→ TASK PROMPT: Turn every line of the entries below into one numbered list. Leave out blank lines and pictures.

(Records)
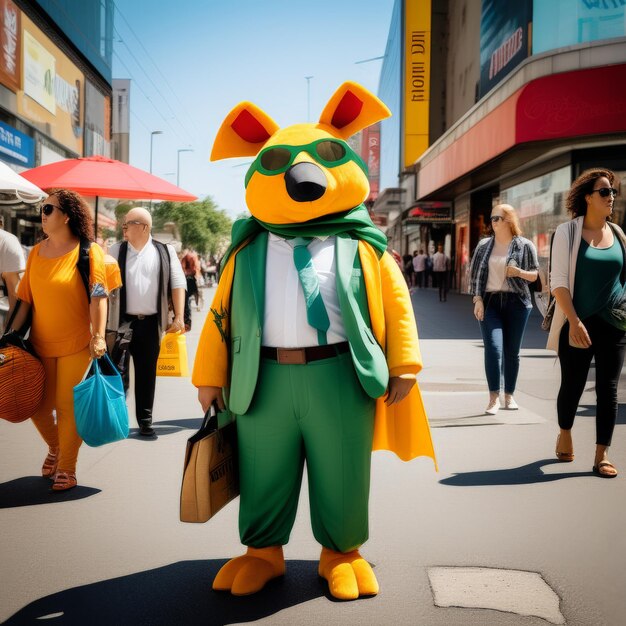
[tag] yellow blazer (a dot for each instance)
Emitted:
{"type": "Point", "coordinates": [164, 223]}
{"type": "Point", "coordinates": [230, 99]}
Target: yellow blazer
{"type": "Point", "coordinates": [402, 427]}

→ RESULT OF THE TASK:
1. [tag] yellow blazer (a dot for each instance)
2. Emitted:
3. {"type": "Point", "coordinates": [164, 223]}
4. {"type": "Point", "coordinates": [230, 99]}
5. Target: yellow blazer
6. {"type": "Point", "coordinates": [402, 427]}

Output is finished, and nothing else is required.